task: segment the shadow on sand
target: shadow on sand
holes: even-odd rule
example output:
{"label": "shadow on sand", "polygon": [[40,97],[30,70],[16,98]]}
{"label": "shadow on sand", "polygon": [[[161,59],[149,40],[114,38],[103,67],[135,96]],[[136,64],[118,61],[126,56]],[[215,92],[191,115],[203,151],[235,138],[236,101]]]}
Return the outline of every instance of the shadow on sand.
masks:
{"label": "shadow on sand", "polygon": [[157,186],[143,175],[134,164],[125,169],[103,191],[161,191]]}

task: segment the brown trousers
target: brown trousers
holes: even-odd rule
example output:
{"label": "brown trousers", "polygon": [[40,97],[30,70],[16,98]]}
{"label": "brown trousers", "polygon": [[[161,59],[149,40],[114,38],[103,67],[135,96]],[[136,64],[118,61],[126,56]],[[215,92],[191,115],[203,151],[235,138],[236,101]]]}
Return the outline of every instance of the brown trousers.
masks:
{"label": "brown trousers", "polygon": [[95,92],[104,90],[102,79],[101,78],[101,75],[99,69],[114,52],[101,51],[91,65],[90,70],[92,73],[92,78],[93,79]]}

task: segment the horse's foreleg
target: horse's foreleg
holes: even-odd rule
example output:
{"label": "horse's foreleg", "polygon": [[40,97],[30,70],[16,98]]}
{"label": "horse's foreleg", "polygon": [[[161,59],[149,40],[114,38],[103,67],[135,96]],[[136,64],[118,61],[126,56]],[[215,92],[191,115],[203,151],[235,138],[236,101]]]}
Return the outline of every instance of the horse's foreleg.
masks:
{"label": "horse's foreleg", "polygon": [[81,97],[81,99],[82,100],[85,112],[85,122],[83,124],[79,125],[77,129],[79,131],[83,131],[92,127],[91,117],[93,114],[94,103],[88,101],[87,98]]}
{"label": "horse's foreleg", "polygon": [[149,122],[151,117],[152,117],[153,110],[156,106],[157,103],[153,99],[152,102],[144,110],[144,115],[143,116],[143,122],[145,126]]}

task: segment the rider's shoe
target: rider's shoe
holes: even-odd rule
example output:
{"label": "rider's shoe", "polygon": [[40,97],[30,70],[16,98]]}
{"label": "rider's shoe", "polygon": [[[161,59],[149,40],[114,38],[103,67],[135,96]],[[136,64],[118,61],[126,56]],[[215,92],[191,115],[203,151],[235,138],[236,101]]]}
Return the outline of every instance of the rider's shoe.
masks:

» Requirement: Format every line of the material above as a Markdown table with the columns Row and Line, numbering the rows in order and omitting blank lines.

» Completed exercise:
| Row | Line |
|---|---|
| 1 | task: segment the shadow on sand |
| 2 | target: shadow on sand |
| 3 | holes: even-odd rule |
| 4 | example output: |
| 5 | {"label": "shadow on sand", "polygon": [[40,97],[30,70],[16,98]]} |
| 6 | {"label": "shadow on sand", "polygon": [[[161,59],[149,40],[114,38],[103,67],[135,96]],[[136,64],[118,61],[126,56]],[[215,92],[191,115],[203,151],[235,138],[236,101]]]} |
| 7 | Return the outline of every instance of the shadow on sand. |
| 8 | masks: |
| 9 | {"label": "shadow on sand", "polygon": [[157,186],[143,175],[134,164],[125,169],[103,191],[161,191]]} |
| 10 | task: segment the brown trousers |
| 11 | target: brown trousers |
| 12 | holes: even-odd rule |
| 13 | example output: |
| 14 | {"label": "brown trousers", "polygon": [[40,97],[30,70],[16,98]]} |
| 15 | {"label": "brown trousers", "polygon": [[[161,59],[149,40],[114,38],[103,67],[135,96]],[[136,64],[118,61],[126,56]],[[215,92],[191,115],[203,151],[235,138],[236,101]]]} |
| 16 | Return the outline of every instance of the brown trousers. |
| 17 | masks: |
| 18 | {"label": "brown trousers", "polygon": [[95,92],[104,90],[102,79],[101,78],[101,75],[99,69],[114,52],[101,51],[91,65],[90,70],[92,73],[92,78],[93,79]]} |
| 19 | task: segment the horse's foreleg |
| 20 | target: horse's foreleg |
| 21 | holes: even-odd rule |
| 22 | example output: |
| 23 | {"label": "horse's foreleg", "polygon": [[40,97],[30,70],[16,98]]} |
| 24 | {"label": "horse's foreleg", "polygon": [[[161,59],[149,40],[114,38],[103,67],[135,96]],[[136,64],[118,61],[126,56]],[[215,92],[191,115],[203,151],[235,138],[236,101]]]} |
| 25 | Return the outline of every instance of the horse's foreleg. |
| 26 | masks: |
| 27 | {"label": "horse's foreleg", "polygon": [[81,97],[81,99],[82,100],[85,112],[85,122],[83,124],[79,125],[77,129],[79,131],[83,131],[92,127],[91,117],[93,114],[94,103],[88,101],[87,98]]} |
| 28 | {"label": "horse's foreleg", "polygon": [[149,122],[151,117],[152,117],[153,110],[156,106],[157,103],[153,99],[152,102],[144,110],[144,115],[143,116],[143,122],[145,126]]} |
| 29 | task: segment the rider's shoe |
| 30 | target: rider's shoe |
| 31 | holes: even-odd rule |
| 32 | example output: |
| 33 | {"label": "rider's shoe", "polygon": [[40,97],[30,70],[16,98]]} |
| 34 | {"label": "rider's shoe", "polygon": [[[161,59],[149,40],[114,38],[103,67],[135,96]],[[136,64],[118,61],[126,56]],[[215,92],[191,115],[203,151],[235,138],[236,101]]]} |
| 35 | Return the outline of every instance of the rider's shoe. |
| 36 | masks: |